§ **Exercise directions**: An exact restatement of the records below is expected.
---------- Dataset ----------
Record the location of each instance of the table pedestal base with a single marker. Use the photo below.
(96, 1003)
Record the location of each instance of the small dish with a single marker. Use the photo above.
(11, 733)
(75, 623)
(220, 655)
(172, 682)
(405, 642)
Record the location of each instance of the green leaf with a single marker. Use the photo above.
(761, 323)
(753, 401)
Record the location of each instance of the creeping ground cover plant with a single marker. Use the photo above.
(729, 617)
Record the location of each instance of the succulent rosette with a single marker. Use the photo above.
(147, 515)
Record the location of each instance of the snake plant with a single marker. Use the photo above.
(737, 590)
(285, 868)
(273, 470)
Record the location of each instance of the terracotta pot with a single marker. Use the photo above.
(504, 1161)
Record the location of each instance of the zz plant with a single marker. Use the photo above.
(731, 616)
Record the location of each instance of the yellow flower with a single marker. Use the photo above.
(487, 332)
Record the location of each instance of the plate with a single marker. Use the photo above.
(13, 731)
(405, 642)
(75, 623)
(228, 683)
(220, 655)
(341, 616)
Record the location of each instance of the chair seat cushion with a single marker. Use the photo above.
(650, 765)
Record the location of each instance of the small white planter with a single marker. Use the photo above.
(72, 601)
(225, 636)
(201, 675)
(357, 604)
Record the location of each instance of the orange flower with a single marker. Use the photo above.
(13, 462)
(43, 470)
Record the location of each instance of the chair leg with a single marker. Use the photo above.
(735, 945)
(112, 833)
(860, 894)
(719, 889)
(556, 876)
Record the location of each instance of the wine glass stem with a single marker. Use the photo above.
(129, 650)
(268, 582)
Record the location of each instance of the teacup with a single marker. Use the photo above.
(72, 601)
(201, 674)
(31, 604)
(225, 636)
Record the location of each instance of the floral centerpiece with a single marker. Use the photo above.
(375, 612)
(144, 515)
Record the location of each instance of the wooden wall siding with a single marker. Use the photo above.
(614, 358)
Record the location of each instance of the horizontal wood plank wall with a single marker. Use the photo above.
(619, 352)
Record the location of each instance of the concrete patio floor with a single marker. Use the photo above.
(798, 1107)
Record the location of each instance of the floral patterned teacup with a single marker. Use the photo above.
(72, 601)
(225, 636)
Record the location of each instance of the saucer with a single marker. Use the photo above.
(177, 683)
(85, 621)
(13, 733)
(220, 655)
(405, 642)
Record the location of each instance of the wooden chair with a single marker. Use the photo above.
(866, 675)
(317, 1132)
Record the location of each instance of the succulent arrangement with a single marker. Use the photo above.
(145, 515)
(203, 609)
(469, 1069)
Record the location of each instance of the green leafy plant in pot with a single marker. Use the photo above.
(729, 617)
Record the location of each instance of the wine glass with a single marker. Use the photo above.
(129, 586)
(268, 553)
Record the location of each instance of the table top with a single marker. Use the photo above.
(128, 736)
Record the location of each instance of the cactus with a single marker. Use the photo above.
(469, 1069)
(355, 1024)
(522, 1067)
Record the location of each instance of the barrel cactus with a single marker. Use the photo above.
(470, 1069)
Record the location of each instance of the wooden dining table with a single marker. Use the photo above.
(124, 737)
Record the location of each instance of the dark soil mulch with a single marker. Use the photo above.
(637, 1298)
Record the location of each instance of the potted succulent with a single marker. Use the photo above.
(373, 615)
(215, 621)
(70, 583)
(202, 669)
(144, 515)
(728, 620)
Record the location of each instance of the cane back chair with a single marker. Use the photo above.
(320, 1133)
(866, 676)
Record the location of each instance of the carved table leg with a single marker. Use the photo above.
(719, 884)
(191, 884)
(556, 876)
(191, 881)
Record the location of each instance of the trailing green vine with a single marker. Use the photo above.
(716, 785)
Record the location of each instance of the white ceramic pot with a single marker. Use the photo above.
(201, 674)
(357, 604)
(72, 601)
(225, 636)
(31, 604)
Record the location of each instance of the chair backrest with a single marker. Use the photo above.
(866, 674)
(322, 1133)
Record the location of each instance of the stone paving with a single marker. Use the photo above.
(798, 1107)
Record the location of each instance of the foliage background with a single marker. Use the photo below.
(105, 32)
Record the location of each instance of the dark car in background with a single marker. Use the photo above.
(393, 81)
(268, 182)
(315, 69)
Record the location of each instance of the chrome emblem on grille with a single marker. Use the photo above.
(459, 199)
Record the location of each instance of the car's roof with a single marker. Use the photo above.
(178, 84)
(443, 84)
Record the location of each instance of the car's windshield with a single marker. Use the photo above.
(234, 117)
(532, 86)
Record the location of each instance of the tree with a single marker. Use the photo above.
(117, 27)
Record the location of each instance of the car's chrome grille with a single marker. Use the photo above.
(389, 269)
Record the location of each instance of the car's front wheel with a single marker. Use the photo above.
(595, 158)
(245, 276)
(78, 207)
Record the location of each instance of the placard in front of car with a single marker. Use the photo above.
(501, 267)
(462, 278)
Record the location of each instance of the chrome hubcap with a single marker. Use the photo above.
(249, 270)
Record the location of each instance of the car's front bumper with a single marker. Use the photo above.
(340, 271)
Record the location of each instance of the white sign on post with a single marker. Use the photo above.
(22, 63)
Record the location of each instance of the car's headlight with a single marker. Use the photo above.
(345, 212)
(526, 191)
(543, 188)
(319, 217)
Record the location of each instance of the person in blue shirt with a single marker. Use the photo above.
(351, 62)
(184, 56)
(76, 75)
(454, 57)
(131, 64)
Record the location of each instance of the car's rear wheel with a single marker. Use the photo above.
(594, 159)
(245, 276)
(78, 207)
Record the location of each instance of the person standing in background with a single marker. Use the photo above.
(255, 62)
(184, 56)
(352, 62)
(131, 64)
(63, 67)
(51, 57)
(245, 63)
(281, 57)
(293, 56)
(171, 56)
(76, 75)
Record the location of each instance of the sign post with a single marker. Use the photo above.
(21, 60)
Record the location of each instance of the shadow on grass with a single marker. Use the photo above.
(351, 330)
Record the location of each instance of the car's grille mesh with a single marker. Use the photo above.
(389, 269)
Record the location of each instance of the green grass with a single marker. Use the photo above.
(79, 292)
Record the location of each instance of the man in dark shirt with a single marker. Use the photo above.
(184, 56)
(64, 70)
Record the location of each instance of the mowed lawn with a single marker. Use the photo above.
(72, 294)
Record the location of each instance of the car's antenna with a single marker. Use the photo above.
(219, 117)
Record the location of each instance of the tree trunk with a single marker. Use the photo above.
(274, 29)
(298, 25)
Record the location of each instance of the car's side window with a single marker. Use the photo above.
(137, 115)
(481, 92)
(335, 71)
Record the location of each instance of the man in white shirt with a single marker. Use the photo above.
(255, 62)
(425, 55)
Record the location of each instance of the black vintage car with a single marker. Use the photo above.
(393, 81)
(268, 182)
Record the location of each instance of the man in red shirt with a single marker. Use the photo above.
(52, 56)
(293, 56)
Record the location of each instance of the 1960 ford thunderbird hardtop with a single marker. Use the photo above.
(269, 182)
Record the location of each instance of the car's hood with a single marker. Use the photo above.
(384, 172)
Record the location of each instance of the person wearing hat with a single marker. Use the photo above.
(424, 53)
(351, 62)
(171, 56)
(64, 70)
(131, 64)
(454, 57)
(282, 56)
----------
§ **The completed task**:
Record the location of each instance of the table pedestal base with a single marker. Use the photo below.
(96, 1003)
Record the location of each instance of the small dish with a single marker. Use the photo above.
(11, 733)
(75, 623)
(220, 655)
(172, 682)
(405, 642)
Record the location of each instance of the green leaf with a single marker. Use the photo above.
(761, 323)
(753, 401)
Record the location of each instance of the creeping ground cover plant with a single marker. Use the photo above.
(729, 617)
Record the location of each instance of the succulent rosette with a single marker. Use the photo above.
(147, 515)
Record the location of each instance of the snake plant with a single marker. Use the photo above.
(737, 590)
(285, 868)
(273, 470)
Record the location of each instance of the terracotta pot with a single marker. Use the photo above.
(504, 1161)
Record the location of each instance of the zz plant with a single marker. Use the photo above.
(731, 616)
Record the location of each instance of the yellow flower with a single marker. Use the photo above.
(487, 332)
Record the location of each instance of the plate with a single marker. Use the photo above.
(13, 731)
(405, 642)
(75, 623)
(228, 683)
(220, 655)
(341, 616)
Record the location of each instance of the chair seat cushion with a single marker. Use the photo above.
(650, 765)
Record the location of each instance of the small white planter with a single marker. Use the photo above.
(72, 601)
(225, 636)
(201, 675)
(357, 604)
Record the location of each instance of the orange flower with a single marker. Use the photo above.
(13, 462)
(43, 470)
Record the location of each instance of the chair leg with a single marker. Use the photo above.
(735, 945)
(112, 833)
(860, 894)
(719, 889)
(556, 876)
Record the location of each instance of the wine glass stem with a single marker. Use the photo above.
(129, 650)
(268, 582)
Record the location of each instance of the teacup with a single marker. Use the photo above.
(72, 601)
(201, 674)
(31, 604)
(225, 636)
Record the location of each instance of the floral centerpiece with a single marker. Use the photo above.
(375, 612)
(144, 515)
Record the location of each instance of the wooden wall siding with a single marker. Use the photo above.
(614, 358)
Record the location of each instance of the horizontal wood plank wall with a single marker. Use the photo above.
(619, 352)
Record the location of each instance of the concrete patio floor with a single marker. Use the photo above.
(798, 1107)
Record the location of each instance of the floral patterned teacup with a single marker. Use the photo above.
(72, 601)
(225, 636)
Record the location of each instance of the saucer with a single marker. Use the photo above.
(177, 683)
(85, 621)
(13, 733)
(220, 655)
(405, 642)
Record the location of each instance of the wooden chair with a single marker. Use the photo above.
(866, 675)
(317, 1132)
Record the location of each instance of the succulent arrangement with a single marker. Use the photo above.
(145, 515)
(203, 609)
(469, 1069)
Record the location of each instance of the green leafy plant in pot with a single marker. Use the photo above.
(729, 617)
Record the location of each instance of the wine glass with a single marker. Use the photo above.
(129, 586)
(268, 553)
Record the location of each instance of the table top with a single marker. Use the photo above.
(128, 736)
Record the location of each instance of the cactus with a single marker. Use the photo above.
(469, 1069)
(355, 1024)
(522, 1067)
Record the location of each instance of the barrel cactus with a single marker. Use the photo above.
(470, 1069)
Record the location of each instance of the wooden dining table with a single marker. Use the photo above.
(124, 737)
Record the location of each instance of the dark soil mulch with a single marker. Use the photo above.
(637, 1298)
Record the location of each instance of the potted succulent with a single marker. Use the photo above.
(373, 615)
(215, 621)
(70, 583)
(202, 669)
(144, 515)
(728, 620)
Record the location of each instance of the cane back chair with a single marker. Use the photo above.
(320, 1133)
(866, 676)
Record the location of each instance of the carved table leg with a single marker. Use the photo above.
(719, 884)
(191, 884)
(556, 876)
(191, 881)
Record the location of each instance of the trailing green vine with a single marker. Use the photo above.
(716, 785)
Record the location of each instance of the white ceramic pot with a single marker. Use the photo above.
(201, 674)
(357, 604)
(72, 601)
(225, 636)
(31, 604)
Record the location of each instance of the chair backrest with a single marker. Use the photo above.
(866, 674)
(322, 1133)
Record the location of each instance of the stone paving with a single marker. Use the photo above.
(798, 1107)
Record the location of each instance of the foliage background with a single marker. Use the photo below.
(105, 32)
Record the location of each instance of the dark car in background with a single marker. Use the photo above.
(393, 81)
(268, 182)
(315, 69)
Record the location of each instance of the chrome emblem on grille with a single marker. Use the photo above.
(459, 199)
Record the location of each instance of the car's roof with a single marker. Use the photo above.
(178, 84)
(443, 84)
Record the location of each instance of the car's windshield with a single marker. Use the photo above.
(234, 117)
(532, 86)
Record the location of each instance of the tree with a single marker. Use the photo above.
(117, 27)
Record the location of each instance of the car's chrome grille with a single marker. Use the photo above.
(389, 269)
Record the location of each instance of the car's front wheel with a single marker. Use the photo above.
(595, 158)
(245, 276)
(78, 207)
Record the location of each instance of the placard in front of car with a single marker. Use the photo above.
(501, 267)
(462, 278)
Record the location of each instance of the chrome hubcap with a single marker. Use the photo above.
(249, 270)
Record the location of each instance of the car's front bumper with a single marker. Use the photo above.
(340, 271)
Record the location of each instance of the white sign on post with a single marker. Use the photo above.
(22, 63)
Record the location of each instance of the car's headlight with a single marker. Use the photo above.
(345, 212)
(526, 191)
(543, 188)
(319, 217)
Record the location of each instance of the person in blue shirt with a single marker. Use the photo above.
(351, 62)
(184, 56)
(76, 75)
(454, 57)
(131, 64)
Record the location of each instance of the car's rear wheel with a single marker. Use the photo above.
(594, 159)
(245, 276)
(78, 207)
Record the location of each instance of the person standing in background with a single marker. Use the photo above.
(255, 62)
(184, 56)
(352, 62)
(131, 64)
(63, 67)
(51, 57)
(245, 63)
(281, 57)
(293, 56)
(171, 56)
(76, 75)
Record the location of each instance of the sign post with a single marker. Use the photo above.
(21, 60)
Record the location of each instance of the shadow on grass with a single marker. Use the photo above.
(351, 330)
Record the location of each instance of the car's grille mesh with a single marker. Use the photo above.
(389, 269)
Record the location of each instance of the green grass with a single marker. Use the photo above.
(79, 292)
Record the location of each instance of the man in dark shirt with a single marker. Use the photo above.
(184, 56)
(64, 70)
Record the location of each instance of the mowed lawn with a single marker. Use the photo above.
(72, 294)
Record the location of each instance of the car's antenna with a single marker. Use the photo above.
(219, 117)
Record the location of each instance of the tree trunk with a single marker. Use the photo above.
(274, 29)
(298, 25)
Record the location of each instance of the car's side window with a single marker. Use the photo above.
(137, 115)
(481, 92)
(335, 71)
Record the location of each instance of the man in white shirt with a single marker. Use the photo above.
(255, 62)
(425, 55)
Record the location of each instance of the black vintage car with a single marker. Use the photo above.
(393, 81)
(268, 182)
Record the location of each instance of the man in red shirt with a single marker. Use the photo above.
(52, 56)
(293, 56)
Record the location of each instance of the 1960 ford thunderbird hardtop with a single marker. Use the photo above.
(269, 182)
Record the location of each instance of the car's hood with a single marker. Use the photo above.
(384, 172)
Record the location of each instance of the person wearing hat with a single marker. Use the photo above.
(424, 53)
(351, 62)
(171, 56)
(64, 70)
(131, 64)
(454, 57)
(282, 56)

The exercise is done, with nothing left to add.